(begin)

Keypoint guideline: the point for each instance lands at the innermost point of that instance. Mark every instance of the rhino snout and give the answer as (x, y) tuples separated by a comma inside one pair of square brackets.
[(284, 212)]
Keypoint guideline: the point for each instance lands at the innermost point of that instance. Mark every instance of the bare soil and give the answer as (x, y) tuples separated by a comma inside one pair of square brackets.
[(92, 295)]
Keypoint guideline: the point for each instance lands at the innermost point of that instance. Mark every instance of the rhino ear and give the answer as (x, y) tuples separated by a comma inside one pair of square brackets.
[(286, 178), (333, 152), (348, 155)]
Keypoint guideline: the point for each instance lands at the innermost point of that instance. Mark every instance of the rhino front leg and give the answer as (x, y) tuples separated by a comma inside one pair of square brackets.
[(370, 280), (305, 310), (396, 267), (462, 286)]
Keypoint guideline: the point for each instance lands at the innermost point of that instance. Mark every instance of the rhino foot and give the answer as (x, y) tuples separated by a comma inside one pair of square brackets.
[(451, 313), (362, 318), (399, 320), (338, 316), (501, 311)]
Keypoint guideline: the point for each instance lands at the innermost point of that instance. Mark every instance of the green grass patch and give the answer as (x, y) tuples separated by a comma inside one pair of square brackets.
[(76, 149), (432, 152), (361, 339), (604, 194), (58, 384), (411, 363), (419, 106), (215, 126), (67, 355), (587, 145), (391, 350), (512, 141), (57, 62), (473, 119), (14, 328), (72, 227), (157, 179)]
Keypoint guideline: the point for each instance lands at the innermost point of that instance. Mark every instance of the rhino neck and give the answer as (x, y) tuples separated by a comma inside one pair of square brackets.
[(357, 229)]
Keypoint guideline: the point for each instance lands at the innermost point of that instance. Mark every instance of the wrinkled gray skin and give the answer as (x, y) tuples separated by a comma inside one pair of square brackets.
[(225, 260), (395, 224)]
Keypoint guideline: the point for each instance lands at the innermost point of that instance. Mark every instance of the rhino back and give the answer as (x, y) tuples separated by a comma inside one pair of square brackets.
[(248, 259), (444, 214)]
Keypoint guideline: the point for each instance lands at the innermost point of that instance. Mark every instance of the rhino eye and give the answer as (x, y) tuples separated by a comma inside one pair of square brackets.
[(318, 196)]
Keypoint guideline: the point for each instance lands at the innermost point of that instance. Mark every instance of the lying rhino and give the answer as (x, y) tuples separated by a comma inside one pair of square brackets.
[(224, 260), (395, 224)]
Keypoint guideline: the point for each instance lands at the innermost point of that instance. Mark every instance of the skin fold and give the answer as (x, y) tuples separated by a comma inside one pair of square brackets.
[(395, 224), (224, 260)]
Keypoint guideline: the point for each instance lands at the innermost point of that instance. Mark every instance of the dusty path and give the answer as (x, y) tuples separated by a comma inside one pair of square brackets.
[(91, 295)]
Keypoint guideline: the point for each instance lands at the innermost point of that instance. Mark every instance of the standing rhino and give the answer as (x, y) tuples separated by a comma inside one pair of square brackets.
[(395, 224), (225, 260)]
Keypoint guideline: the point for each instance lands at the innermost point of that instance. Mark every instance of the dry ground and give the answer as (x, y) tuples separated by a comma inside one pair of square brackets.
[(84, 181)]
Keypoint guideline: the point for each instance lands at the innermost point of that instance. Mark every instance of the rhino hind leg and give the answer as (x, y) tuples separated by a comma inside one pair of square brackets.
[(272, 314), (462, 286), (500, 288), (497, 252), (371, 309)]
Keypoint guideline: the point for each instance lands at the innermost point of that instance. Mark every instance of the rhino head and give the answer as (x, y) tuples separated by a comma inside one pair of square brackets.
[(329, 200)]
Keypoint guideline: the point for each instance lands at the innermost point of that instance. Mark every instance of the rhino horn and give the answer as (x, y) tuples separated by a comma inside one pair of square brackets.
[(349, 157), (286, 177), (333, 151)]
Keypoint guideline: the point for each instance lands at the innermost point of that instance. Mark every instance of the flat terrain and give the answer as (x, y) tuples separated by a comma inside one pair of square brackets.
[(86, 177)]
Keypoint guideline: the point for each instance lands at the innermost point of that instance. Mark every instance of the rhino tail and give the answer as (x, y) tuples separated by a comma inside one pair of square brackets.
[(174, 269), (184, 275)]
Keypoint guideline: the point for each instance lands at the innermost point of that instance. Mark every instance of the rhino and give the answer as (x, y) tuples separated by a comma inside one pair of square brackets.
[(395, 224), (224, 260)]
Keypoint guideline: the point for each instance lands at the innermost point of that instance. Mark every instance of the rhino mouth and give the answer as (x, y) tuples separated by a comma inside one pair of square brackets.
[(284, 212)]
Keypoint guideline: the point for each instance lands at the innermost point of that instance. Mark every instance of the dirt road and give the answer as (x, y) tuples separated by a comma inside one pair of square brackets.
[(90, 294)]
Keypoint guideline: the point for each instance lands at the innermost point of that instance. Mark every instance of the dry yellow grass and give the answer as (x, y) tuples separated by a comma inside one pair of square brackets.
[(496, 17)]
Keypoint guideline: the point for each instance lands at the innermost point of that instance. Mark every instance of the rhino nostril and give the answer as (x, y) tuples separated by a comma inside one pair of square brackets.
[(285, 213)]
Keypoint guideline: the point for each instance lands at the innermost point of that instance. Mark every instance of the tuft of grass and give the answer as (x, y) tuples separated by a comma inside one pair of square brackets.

(end)

■ **INSTRUCTIONS TO FOLLOW**
Write out all of the records above exactly as they appear.

■ **FULL OUTPUT**
Keypoint guideline: the point for each instance lands at the innermost point of that instance. Mark every instance of the rhino snout and give the answer as (x, y) tuples separated by a comma inside one pair of square brackets.
[(284, 212)]
Keypoint guideline: the point for each instance lands at the innermost point of that instance. Mark every instance of the bare soil and give the answer as (x, y) tuples separated by a comma inside one pair of square brackets.
[(92, 295)]
Keypoint guideline: the point for each instance lands at the innermost point of that instance. Mark every instance of the rhino ear and give the answer as (x, y) tuples separated by a comma inside one pair of square brackets.
[(286, 178), (333, 152), (348, 155)]
Keypoint guideline: the point for each instance lands at the innermost point of that instance. Mark every instance of the rhino front leg and give the answer as (x, y) tuples separated by a comma inside one pair of square brackets.
[(370, 280), (305, 310), (396, 267), (462, 286)]
Keypoint guideline: the point for each instance lands at the innermost point of that instance. Mark every instance of the rhino foot and give the answer as (x, y) tuples separated by a comma inside one pair of square brackets.
[(451, 313), (362, 318), (399, 320), (338, 316), (501, 311)]
Keypoint guideline: the point for each instance lands at the innermost point of that instance. Mark every instance of the green grass patch and give the answer as (x, y) tuples separated by a comma inside one pair of square brackets.
[(76, 149), (432, 152), (361, 339), (604, 194), (58, 384), (411, 363), (419, 106), (215, 126), (67, 355), (587, 145), (391, 350), (512, 141), (57, 62), (473, 119), (14, 328), (72, 227), (157, 179)]
Keypoint guideline: the point for each instance lands at the innermost point of that instance. Mark every instance of the rhino neck and give the answer as (x, y) tuples separated by a comma inside one pair of square brackets.
[(357, 229)]
Keypoint guideline: the point for each instance lands at the innermost point of that instance. Mark every instance of the wrinkled gray skin and give the answer as (x, y) tuples separated by a comma inside one pair of square brackets.
[(225, 260), (395, 224)]
Keypoint guideline: the point for each instance lands at the innermost point of that instance. Mark every instance of the rhino back and give the answer as (x, y) tuples separated by a comma inside one pair of square brackets.
[(248, 259), (444, 214)]
Keypoint guideline: the point for each instance lands at the innermost point of that instance. Mark every instance of the rhino eye and give the answer as (x, y) tuples separated by a comma inside one pair of square brackets.
[(318, 196)]
Keypoint guideline: the point for each instance lands at the innermost point of that instance. Mark every instance of the lying rhino and give the answer as (x, y) tuples separated by a comma inside one pair of square brackets.
[(224, 260), (395, 224)]
Keypoint guideline: the point for each instance lands at the innermost point of that instance. Mark every instance of the skin fold and give the answer as (x, y) tuples separated by a comma inside one pair of square brackets.
[(395, 224), (224, 260)]
Keypoint guideline: the point for each instance lands at the innermost point of that instance. Mark every instance of the dusty path and give the answer as (x, y) tuples separated by a comma inside one pair of square brackets.
[(91, 295)]
Keypoint guideline: the point for each instance lands at the innermost point of that instance. Mark every instance of the standing rhino and give the answer as (x, y) tuples separated by a comma inside one pair of square brackets.
[(395, 224), (225, 260)]
Keypoint guideline: the point for each instance lands at the innermost point of that instance. Mark every instance of the dry ground and give the answer as (x, y) tuples separated by a comma inside one pair of square brackets.
[(84, 181)]
Keypoint guideline: the point for each instance lands at the innermost point of that instance. Mark every instance of the rhino hind leg and give the answer as (x, y) tuples separated by a comma inside one pair of square brackets.
[(272, 314), (462, 286), (500, 288), (497, 252), (371, 309)]
Keypoint guideline: the point for each instance lands at the innermost point of that instance. Mark every instance of the rhino head and give the answer as (x, y) tuples separated by a comma inside one pair of square brackets.
[(329, 200)]
Keypoint guideline: the point for each instance lands at the innermost point of that instance. Mark every instance of the rhino horn and give the answer as (x, y) tuples separated by a comma inside one pair of square brackets.
[(349, 157), (286, 177), (333, 151)]
Keypoint guideline: the point for each instance lands at the innermost point of that instance. Mark every instance of the flat terrain and give the answer as (x, y) tuples separated by a comma inside one pair of square brackets.
[(86, 177)]
Keypoint guideline: the point for each instance lands at the innermost point of that instance. Mark every instance of the rhino tail and give the answer as (x, y) tuples separated by a comma inside one pair of square brackets.
[(174, 269), (184, 275)]
Keypoint guideline: the point for each instance lands at the innermost point of that instance. Mark every instance of the rhino and give the answer as (x, y) tuples separated by a comma inside one pair of square brackets.
[(395, 224), (224, 260)]
Keypoint guideline: the point for each instance lands at the innermost point of that instance. Mark every instance of the rhino mouth and give the answer as (x, y) tuples separated by a comma inside one pair of square brackets.
[(284, 212)]
Keypoint guideline: the point for each instance lands at the innermost point of that instance. Mark every instance of the dirt road and give the answer as (x, y) tuples separated by a comma inside one pair of square brackets.
[(90, 294)]
Keypoint guideline: the point for each instance lands at the innermost point of that instance. Mark every instance of the dry yellow grass and give the answer as (x, y) tuples separated by a comma inside one pair of square brackets.
[(496, 17)]
Keypoint guideline: the point for each instance lands at the innermost point of that instance. Mark every instance of the rhino nostril and give the answer as (x, y) tuples separated by a comma inside one pair of square brackets.
[(285, 213)]
Keypoint guideline: the point for each instance lands at the innermost point of that instance. Mark every instance of the tuft of grass and give the answer as (x, y) tuples separated by a comma inside one pair of square brackets.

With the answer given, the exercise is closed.